**Problem details**
Reproduce the entire obituary of Dan Baum word for word.

**Selected passage**
[Start of Attachment]

Dan Baum, the author of Smoke and Mirrors: The War on Drugs and the Policy of Failure, published in 1996, passed away from brain cancer on October 8. He was 64.
Baum wrote in the book:
“At a time when the public debates whether gun laws and wetlands protection violate the Constitution, the War on Drugs concentrates unprecedented police power inside the Beltway, all but eliminating Fourth Amendment rights and turning the attorney general into a kind of urban viceroy who can mete out punishment without trial. The drug war clogs the courts to the point of breakdown. It keeps more Americans in federal prison for drug crime than were in for all crimes put together. It criminalizes a generation of African American men...”
The big revelation in Smoke and MIrrors was Baum's interview with Nixon advisor John Ehrlichman, who told him the targets of the drug war were Blacks (for heroin) and the anti-war left and hippies (for marijuana). "This interview," Baum said in the clip below in 2016, "not only changed the book I wrote, it changed my career ever since. This interview told me if you get people far enough way from the events they're describing, especially if they've done bad things, they want to talk about it, they want to get it off their chest. I think somebody finally gave Ehrlichman the chance to apologize."

[End of Attachment]

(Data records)
[Start of Attachment]

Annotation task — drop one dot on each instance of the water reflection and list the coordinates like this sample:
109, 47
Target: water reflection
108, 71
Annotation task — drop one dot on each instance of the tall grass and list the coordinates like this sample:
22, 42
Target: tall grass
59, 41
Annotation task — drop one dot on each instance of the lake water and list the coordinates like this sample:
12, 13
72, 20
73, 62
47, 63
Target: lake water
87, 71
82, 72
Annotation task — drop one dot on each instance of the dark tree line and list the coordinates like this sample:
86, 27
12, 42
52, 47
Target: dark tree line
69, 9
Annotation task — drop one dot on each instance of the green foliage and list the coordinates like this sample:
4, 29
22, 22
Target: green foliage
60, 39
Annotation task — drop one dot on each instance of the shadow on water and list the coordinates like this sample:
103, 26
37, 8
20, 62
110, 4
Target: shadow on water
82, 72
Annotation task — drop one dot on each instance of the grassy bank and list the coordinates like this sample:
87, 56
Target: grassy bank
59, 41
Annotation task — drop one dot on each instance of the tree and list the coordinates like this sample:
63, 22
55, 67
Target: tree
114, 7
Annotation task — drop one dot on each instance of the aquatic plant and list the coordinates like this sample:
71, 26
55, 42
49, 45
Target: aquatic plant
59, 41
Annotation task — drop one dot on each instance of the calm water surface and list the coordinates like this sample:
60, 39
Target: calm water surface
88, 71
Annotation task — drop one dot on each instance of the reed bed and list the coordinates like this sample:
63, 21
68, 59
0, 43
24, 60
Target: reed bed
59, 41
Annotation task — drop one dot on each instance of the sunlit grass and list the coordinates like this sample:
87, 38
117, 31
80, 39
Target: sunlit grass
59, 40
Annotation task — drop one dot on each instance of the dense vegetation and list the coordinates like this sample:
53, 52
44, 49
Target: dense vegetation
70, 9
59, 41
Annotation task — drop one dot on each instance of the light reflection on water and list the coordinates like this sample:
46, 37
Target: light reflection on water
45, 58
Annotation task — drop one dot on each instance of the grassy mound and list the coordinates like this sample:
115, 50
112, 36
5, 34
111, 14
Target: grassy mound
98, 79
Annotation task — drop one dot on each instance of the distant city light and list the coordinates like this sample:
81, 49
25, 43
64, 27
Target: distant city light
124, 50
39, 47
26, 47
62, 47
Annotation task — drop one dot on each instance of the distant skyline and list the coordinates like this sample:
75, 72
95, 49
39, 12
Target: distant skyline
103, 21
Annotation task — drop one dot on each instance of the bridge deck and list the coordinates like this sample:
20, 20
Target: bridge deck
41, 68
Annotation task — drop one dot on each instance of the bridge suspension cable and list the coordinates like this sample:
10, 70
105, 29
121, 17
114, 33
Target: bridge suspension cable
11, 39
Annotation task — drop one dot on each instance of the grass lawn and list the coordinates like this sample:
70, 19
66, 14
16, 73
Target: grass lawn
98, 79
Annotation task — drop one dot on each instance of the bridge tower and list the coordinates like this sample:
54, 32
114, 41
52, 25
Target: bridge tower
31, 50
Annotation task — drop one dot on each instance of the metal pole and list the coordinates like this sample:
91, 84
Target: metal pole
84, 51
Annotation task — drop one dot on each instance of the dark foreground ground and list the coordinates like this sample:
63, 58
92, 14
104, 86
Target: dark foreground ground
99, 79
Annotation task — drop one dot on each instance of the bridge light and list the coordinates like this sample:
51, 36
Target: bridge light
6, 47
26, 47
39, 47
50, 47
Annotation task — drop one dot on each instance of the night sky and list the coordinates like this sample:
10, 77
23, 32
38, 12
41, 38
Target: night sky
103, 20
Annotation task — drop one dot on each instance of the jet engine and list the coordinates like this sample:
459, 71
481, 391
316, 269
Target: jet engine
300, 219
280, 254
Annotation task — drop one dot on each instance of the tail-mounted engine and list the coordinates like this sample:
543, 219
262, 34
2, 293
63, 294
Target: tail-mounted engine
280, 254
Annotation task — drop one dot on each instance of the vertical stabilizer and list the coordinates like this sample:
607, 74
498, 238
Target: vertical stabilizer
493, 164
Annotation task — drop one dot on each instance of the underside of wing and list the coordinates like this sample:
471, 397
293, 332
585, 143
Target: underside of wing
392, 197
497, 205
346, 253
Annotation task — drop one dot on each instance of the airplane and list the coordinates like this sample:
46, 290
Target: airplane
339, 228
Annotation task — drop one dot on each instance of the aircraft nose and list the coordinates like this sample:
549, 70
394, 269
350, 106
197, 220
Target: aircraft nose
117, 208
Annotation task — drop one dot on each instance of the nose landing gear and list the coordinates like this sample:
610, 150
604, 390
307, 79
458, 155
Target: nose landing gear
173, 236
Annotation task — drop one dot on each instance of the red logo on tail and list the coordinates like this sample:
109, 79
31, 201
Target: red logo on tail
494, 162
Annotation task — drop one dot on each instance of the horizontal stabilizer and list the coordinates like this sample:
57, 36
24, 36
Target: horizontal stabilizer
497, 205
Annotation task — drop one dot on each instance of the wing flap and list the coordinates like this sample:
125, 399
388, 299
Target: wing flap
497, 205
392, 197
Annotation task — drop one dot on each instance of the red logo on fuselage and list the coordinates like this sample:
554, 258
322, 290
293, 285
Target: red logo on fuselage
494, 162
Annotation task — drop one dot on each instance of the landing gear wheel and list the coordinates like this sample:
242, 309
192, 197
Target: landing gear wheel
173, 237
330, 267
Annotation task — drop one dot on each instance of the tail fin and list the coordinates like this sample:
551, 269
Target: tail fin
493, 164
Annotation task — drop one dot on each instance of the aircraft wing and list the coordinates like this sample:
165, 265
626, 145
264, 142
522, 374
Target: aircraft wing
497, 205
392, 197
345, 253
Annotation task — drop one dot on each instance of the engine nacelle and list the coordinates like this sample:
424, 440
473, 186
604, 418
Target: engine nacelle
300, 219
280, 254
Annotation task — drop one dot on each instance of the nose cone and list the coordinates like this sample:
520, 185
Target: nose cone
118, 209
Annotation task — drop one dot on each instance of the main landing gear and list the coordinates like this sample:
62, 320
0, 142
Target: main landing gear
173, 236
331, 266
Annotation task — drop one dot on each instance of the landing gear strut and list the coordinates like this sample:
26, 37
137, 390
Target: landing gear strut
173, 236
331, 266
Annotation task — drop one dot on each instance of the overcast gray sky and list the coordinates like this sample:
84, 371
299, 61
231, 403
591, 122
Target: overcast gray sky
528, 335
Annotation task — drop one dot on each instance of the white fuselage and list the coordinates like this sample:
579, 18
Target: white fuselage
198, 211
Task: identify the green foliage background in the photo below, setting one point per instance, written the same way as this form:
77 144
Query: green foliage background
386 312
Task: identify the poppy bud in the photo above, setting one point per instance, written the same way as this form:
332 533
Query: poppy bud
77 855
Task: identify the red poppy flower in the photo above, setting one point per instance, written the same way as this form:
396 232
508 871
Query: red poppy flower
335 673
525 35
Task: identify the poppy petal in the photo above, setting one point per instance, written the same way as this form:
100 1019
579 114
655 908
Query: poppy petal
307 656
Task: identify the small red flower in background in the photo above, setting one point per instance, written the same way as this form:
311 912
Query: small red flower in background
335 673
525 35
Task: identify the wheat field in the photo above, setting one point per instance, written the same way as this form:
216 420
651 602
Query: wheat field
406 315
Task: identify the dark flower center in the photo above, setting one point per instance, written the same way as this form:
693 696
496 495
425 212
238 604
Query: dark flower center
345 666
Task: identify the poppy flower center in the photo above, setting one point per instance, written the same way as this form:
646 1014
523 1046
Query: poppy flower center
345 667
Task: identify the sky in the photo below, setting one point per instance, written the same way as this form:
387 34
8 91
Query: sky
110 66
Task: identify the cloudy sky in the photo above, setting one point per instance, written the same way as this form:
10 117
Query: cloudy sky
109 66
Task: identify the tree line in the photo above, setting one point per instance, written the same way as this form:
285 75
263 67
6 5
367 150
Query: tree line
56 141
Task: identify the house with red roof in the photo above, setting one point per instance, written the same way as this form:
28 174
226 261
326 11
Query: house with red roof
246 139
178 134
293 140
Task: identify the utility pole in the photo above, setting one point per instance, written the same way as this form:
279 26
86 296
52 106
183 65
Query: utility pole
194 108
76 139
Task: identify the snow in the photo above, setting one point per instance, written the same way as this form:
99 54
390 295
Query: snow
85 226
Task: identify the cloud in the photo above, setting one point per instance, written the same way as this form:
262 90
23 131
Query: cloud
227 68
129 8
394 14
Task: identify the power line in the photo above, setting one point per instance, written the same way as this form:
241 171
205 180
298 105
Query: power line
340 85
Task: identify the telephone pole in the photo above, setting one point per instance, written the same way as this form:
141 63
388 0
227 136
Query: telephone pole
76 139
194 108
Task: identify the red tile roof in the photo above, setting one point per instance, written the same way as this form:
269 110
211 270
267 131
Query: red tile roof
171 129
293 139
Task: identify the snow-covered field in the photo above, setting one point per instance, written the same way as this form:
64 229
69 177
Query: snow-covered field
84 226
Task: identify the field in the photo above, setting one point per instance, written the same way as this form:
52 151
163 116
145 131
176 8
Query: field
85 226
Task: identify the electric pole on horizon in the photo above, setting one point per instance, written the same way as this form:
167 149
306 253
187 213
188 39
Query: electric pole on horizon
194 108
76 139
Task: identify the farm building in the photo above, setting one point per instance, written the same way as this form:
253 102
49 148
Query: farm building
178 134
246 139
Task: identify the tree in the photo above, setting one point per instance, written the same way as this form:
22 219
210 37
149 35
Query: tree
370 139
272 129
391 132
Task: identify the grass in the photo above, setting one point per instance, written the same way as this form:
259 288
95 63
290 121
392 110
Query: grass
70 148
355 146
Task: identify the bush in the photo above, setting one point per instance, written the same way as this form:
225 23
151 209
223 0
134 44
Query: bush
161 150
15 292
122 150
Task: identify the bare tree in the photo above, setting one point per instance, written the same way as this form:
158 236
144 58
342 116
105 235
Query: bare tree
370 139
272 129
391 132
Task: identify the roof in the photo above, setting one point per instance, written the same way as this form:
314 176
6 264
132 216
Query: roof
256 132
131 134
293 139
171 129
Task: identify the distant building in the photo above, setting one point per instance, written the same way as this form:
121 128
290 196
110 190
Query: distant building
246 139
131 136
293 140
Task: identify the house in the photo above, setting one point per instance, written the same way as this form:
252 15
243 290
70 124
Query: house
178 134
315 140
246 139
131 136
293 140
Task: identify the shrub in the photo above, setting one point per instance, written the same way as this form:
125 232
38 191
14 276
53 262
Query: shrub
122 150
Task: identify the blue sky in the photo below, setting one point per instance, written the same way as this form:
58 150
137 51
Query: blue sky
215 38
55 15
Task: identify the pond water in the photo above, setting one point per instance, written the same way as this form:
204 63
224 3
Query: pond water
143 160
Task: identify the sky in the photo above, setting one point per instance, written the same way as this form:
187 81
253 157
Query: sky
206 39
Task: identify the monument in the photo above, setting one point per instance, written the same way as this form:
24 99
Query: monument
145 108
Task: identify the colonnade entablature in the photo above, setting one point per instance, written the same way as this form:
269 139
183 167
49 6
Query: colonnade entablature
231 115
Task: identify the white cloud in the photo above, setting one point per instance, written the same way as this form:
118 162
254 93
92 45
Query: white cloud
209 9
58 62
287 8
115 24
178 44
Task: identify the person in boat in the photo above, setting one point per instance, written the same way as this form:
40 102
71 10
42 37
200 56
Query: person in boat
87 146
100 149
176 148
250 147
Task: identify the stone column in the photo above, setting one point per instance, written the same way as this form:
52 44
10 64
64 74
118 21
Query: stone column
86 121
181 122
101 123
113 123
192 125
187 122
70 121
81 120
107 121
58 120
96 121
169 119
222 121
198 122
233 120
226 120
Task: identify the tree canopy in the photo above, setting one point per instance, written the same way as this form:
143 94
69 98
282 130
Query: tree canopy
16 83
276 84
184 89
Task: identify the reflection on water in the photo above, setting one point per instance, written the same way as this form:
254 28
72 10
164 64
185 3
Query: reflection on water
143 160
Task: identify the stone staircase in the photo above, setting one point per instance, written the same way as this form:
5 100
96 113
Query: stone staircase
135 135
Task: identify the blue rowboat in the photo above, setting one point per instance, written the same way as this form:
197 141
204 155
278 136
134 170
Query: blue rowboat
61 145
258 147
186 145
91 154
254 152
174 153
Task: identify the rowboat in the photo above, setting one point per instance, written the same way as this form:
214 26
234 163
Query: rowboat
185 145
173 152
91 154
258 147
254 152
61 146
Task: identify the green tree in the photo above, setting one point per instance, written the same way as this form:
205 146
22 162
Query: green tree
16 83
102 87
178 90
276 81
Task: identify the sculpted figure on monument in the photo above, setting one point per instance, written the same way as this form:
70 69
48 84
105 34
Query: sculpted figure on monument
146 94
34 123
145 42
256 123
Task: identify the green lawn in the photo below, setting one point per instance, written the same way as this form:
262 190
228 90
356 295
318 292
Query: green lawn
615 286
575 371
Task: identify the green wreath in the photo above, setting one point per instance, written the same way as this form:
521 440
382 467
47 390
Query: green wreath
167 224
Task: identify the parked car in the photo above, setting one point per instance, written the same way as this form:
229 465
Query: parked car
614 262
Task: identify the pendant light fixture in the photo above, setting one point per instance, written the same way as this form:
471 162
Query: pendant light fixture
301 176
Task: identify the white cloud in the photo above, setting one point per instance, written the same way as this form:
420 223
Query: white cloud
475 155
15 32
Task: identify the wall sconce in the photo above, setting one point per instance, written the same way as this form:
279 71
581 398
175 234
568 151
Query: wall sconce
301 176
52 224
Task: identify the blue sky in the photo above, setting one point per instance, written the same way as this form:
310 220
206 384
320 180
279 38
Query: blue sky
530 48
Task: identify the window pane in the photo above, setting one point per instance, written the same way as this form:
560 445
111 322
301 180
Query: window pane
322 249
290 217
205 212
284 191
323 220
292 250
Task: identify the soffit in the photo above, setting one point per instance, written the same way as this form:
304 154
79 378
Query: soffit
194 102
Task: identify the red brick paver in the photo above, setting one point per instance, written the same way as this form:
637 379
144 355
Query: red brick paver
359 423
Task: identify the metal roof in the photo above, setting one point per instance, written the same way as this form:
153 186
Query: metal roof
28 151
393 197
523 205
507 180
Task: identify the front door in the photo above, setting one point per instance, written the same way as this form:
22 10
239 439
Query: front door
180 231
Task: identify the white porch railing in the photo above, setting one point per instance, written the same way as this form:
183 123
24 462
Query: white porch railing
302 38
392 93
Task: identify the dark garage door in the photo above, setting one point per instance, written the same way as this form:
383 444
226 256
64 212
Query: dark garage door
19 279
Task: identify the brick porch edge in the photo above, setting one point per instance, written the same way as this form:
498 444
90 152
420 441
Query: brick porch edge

[End of Attachment]

**Solution for this exercise**
Dan Baum, the author of Smoke and Mirrors: The War on Drugs and the Policy of Failure, published in 1996, passed away from brain cancer on October 8. He was 64.
Baum wrote in the book:
“At a time when the public debates whether gun laws and wetlands protection violate the Constitution, the War on Drugs concentrates unprecedented police power inside the Beltway, all but eliminating Fourth Amendment rights and turning the attorney general into a kind of urban viceroy who can mete out punishment without trial. The drug war clogs the courts to the point of breakdown. It keeps more Americans in federal prison for drug crime than were in for all crimes put together. It criminalizes a generation of African American men...”
The big revelation in Smoke and MIrrors was Baum's interview with Nixon advisor John Ehrlichman, who told him the targets of the drug war were Blacks (for heroin) and the anti-war left and hippies (for marijuana). "This interview," Baum said in the clip below in 2016, "not only changed the book I wrote, it changed my career ever since. This interview told me if you get people far enough way from the events they're describing, especially if they've done bad things, they want to talk about it, they want to get it off their chest. I think somebody finally gave Ehrlichman the chance to apologize."